- **Objective**: Write out part of the Python code below word for word. Begin at the line that has "rank (int): The" and stop after "super().__init__()".

- **Document passage**:
━━━━━━━━━━
# Standard library
import math
import gc
import glob
from pathlib import Path
from typing import Literal

# Third party
import numpy as np
import torch
from torch.utils.data import Dataset, DataLoader

# Local
import core


class ShadedDataset(Dataset):
    """
    A PyTorch Dataset that efficiently loads tokenized data from .npy shards,
    distributing tokens among DDP workers without excessive memory usage.
    """

    def __init__(
        self,
        shards_path: str,
        token_budget: int,
        sequence_length: int,
        rank: int,
        world_size: int,
        device: torch.device,
        shard_token_size: int = 1024**3,  # Expected tokens per .npy shard
        split: Literal["train", "validation"] = "train",
        pin_to_gpu: bool = False,
    ):
        """
        Args:
            shards_path (str): Path to the directory containing .npy token shards.
            token_budget (int): Total number of tokens to be used across all workers.
            sequence_length (int): The length of each sequence to be returned.
            rank (int): The rank of the current DDP process.
            world_size (int): The total number of DDP processes.
            device (torch.device): The CUDA device for this rank (e.g., torch.device("cuda:0")).
            shard_token_size (int): Expected number of tokens in each .npy shard file.
                                    Used to calculate how many shards to load for the budget.
            split (str): Train/validation split to load ("train" or "validation").
        """
        super().__init__()

        if split not in ["train", "validation"]:
            raise ValueError(
                f"Invalid split '{split}'. Must be either 'train' or 'validation'."
            )

        self.shards_path = Path(shards_path)
        self.token_budget = token_budget
        self.sequence_length = sequence_length
        self.rank = rank
        self.world_size = world_size
        self.device = device
        self.pin_to_gpu = pin_to_gpu
        self.shard_token_size = shard_token_size
        self.shard_filename_prefix = f"{split}_"

        if not self.shards_path.is_dir():
            raise FileNotFoundError(f"Shards directory not found: {self.shards_path}")

        # 1. Discover and sort shard files
        shard_files = sorted(
            glob.glob(str(self.shards_path / f"{self.shard_filename_prefix}*.npy"))
        )
        if not shard_files:
            raise FileNotFoundError(
                f"No shard files found with prefix '{self.shard_filename_prefix}' in {self.shards_path}"
            )

        # 2. Calculate how many shards to load
        core.logger.info(
            f"self.token_budget: {self.token_budget}, self.shard_token_size: {self.shard_token_size}"
━━━━━━━━━━
- **Provided information**:
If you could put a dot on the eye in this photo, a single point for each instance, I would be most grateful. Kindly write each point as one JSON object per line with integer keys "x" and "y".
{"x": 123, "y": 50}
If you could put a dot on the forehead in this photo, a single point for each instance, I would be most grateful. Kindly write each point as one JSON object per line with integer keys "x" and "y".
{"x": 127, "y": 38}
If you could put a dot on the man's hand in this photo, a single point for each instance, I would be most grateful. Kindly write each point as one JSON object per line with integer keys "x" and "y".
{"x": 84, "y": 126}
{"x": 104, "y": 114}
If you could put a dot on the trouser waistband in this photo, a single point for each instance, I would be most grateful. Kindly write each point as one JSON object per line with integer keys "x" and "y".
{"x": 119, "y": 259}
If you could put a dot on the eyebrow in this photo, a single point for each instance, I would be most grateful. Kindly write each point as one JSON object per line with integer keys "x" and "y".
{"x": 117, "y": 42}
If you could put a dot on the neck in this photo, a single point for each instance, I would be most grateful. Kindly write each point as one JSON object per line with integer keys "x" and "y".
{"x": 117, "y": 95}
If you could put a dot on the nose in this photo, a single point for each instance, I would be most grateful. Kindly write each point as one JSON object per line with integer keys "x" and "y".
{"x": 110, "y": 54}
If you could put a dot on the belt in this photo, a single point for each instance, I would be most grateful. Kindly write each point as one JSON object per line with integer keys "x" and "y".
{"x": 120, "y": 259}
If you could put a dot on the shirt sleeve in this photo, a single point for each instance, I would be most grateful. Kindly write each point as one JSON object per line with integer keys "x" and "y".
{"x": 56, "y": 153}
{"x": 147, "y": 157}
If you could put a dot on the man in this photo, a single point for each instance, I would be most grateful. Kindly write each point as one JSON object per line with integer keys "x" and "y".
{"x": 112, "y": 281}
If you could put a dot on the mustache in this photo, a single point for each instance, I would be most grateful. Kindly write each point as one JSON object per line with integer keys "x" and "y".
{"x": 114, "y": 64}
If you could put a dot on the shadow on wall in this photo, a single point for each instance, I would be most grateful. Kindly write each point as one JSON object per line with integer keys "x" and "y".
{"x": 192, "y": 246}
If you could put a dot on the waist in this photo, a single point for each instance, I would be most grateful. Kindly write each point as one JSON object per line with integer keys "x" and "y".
━━━━━━━━━━
- **Exercise result**:
rank (int): The rank of the current DDP process.
            world_size (int): The total number of DDP processes.
            device (torch.device): The CUDA device for this rank (e.g., torch.device("cuda:0")).
            shard_token_size (int): Expected number of tokens in each .npy shard file.
                                    Used to calculate how many shards to load for the budget.
            split (str): Train/validation split to load ("train" or "validation").
        """
        super().__init__()